TEXTAUSZUG —
Die erste Messkampagne der DFG/HGF Forschungsinitiative 2895 wurde im November 2020 erfolgreich im Europäischen Transsonischen Windkanal (ETW) in Köln durchgeführt. Nachdem die wissenschaftlichen Aufgabenstellungen von den Forschungspartnern definiert wurden und ein Höhenleitwerk für das von Airbus zur Verfügung gestellte Modell konstruiert und gebaut wurde, konnten die Vorbereitungen am ETW beginnen. Das Modell wurde in der Messstrecke gebracht und eingehenden Untersuchungen und Probeläufen unterzogen, um die Messungen vorzubereiten. Das Messprogramm beinhaltete Anströmbedingungen bei mehreren Mach- und Reynoldszahlen für die Modellkonfiguration ohne Triebwerksgondeln. Die Messkampagne wurde nach mehreren Wochen Vorbereitungszeit im Laufe mehrerer Tage durchgeführt, wobei die Reynoldszahl in drei Schritten gesteigert wurde. Messungen bei niedrigen Reynoldszahlen konnten bei Umgebungstemperatur durchgeführt werden, während hohe Reynoldszahlen kryogenen Kanalbetrieb bei sehr tiefen Temperaturen und erhöhten Drücken erforderten. Die Messungen wurden zeitlich in Blöcke unterteilt, zwischen denen das Modell aus der Messstrecke entnommen wurde. Diese Pausen wurden für Modellinspektionen sowie für das Anbringen oder Entfernen entsprechend angepasster Turbulatoren an den Flügel- und Leitwerksoberflächen genutzt. Zusätzlich wurden Markierungspunkte an der Flügeloberfläche angebracht, um mit Hilfe von Kameras die aeroelastische Flügeldeformation zu erfassen.
Es wurden Reynoldszahlen zwischen 3.3 und 25 Millionen gemessen, bei Machzahlen zwischen 0.84 und 0.90. Zwei Stufen des dynamischen Drucks erlauben die Analyse der Einflüsse unterschiedlicher Flügeldeformationen. Kraft- und Momentenpolaren sowie Oberflächendrücke wurden im Zuge von Polarenmessungen bei jeder Anströmbedingung aufgenommen. So wurde eine weitreichende Charakterisierung der Lasten über einen großen Teil des Flugbereichs ermöglicht.

EINTRÄGE —
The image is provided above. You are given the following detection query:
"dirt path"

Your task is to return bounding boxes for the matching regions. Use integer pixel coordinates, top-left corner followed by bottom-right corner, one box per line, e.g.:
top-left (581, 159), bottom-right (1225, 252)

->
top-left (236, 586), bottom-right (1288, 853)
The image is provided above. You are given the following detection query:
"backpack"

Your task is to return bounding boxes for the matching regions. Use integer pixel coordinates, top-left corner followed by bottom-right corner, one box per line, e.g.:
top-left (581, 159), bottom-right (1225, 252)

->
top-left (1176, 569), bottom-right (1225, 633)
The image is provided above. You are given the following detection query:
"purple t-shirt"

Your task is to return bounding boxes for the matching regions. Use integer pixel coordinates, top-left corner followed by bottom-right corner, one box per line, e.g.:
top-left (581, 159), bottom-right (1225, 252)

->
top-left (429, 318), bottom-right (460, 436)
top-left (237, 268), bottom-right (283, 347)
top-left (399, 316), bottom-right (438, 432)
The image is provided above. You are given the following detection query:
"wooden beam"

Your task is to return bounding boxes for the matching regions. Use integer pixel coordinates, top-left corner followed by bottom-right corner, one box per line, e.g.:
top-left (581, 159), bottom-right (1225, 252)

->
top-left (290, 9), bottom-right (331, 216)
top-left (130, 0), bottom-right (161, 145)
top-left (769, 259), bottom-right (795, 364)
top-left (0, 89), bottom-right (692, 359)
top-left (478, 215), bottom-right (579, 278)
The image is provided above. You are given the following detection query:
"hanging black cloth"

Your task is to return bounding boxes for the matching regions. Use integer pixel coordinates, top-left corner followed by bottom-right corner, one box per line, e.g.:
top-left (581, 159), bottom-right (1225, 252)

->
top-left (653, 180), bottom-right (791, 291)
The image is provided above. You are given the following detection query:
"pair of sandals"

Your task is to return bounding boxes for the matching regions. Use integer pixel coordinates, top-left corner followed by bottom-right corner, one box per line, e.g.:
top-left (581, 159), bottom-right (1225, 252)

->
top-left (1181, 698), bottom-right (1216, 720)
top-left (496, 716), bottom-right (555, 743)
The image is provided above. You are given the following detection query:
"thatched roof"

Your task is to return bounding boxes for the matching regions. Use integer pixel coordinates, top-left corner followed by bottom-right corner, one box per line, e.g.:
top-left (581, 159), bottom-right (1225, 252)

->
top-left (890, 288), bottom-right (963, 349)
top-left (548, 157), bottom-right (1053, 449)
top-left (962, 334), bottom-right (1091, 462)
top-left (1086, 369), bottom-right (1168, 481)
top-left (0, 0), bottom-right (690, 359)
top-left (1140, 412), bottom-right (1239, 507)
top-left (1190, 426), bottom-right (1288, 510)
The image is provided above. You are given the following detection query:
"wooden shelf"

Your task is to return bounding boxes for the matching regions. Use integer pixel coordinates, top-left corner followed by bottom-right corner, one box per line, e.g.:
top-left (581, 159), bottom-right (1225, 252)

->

AUFGABEN —
1/ Welche Messgrößen wurden laut dem Text über die Messkampagne im Windkanal bei den Polarenmessungen aufgenommen? Zähl alle auf.
2/ Schreib aus dem Text über die Messkampagne im Windkanal die Stelle von „Es wurden Reynoldszahlen“ bis „des Flugbereichs ermöglicht.“ Wort für Wort ab.
3/ Schreib den Text über die Messkampagne im Windkanal nach seinem letzten Satz weiter.

ERWARTETE ANTWORTEN —
1/ Kraftpolaren, Momentenpolaren, Oberflächendrücke

2/
Es wurden Reynoldszahlen zwischen 3.3 und 25 Millionen gemessen, bei Machzahlen zwischen 0.84 und 0.90. Zwei Stufen des dynamischen Drucks erlauben die Analyse der Einflüsse unterschiedlicher Flügeldeformationen. Kraft- und Momentenpolaren sowie Oberflächendrücke wurden im Zuge von Polarenmessungen bei jeder Anströmbedingung aufgenommen. So wurde eine weitreichende Charakterisierung der Lasten über einen großen Teil des Flugbereichs ermöglicht.

3/
Eines der Hauptziele der Messkampagne war die Messung mit Hilfe druckempfindlicher Farbe (PSP) bei vorab definierten Anstellwinkeln und Anströmbedingungen, um die Umströmung des Flügels und Leitwerks bei hohen Reynoldszahlen zu charakterisieren. Neben der üblichen Messtechnik wurden daher im ETW durch das DLR vor dem Versuch Hochgeschwindigkeitskameras und dazugehörige LED-Beleuchtung eingerichtet, um entsprechende Daten an den Flügel- und Leitwerksoberflächen erfassen zu können. Die Flächen wurden mit speziell vom DLR PSP Team angefertigter Farbe beschichtet, die für jede Modellkonfiguration neu aufgetragen wurde wobei unterschiedliche Mischungen für verschiedene Temperaturstufen notwendig waren. Dadurch musste die Farbschicht zwischen den Messblöcken ausgetauscht werden. Mit Hilfe von insgesamt vier Kameras in den Windkanalwänden wurden sowohl stationäre als auch instationäre PSP-Messungen durchgeführt. Die instationären Messreihen wurden mit bis zu 2000 Bildern pro Sekunde durchgeführt, was präzise Einblicke in das Stoßverhalten bei hohen Anstellwinkeln geliefert hat.
Aufgrund der besonderen Covid-Situation war im Gegensatz zu früheren wissenschaftlichen Messkampagnen nur ein Minimum an externem wissenschaftlichem Personal im ETW vor Ort. Andreas Waldmann von der Universität Stuttgart war Kontaktperson für die Wissenschaftler der FOR, während Daisuke Yorita und Ulrich Henne als DLR PSP Team die entsprechenden Messungen durchführten. Die Messungen konnten durch den ständigen Austausch mit dem Rest der Forschungsinitiative spezifisch auf den Bedarf der Forschenden ausgerichtet werden. Nichtsdestoweniger lief die Messkampagne erfolgreich nach Plan und lieferte eine große Menge an Daten. Diese werden im Kontext der FOR 2895 zum Verständnis des Flugzeugverhaltens bei hohen Reynoldszahlen und im High Speed Stall beitragen. Zudem existiert dadurch für alle nachfolgenden Messkampagnen ein Referenzdatensatz der XRF-1 Konfiguration für Analysen und Vergleiche.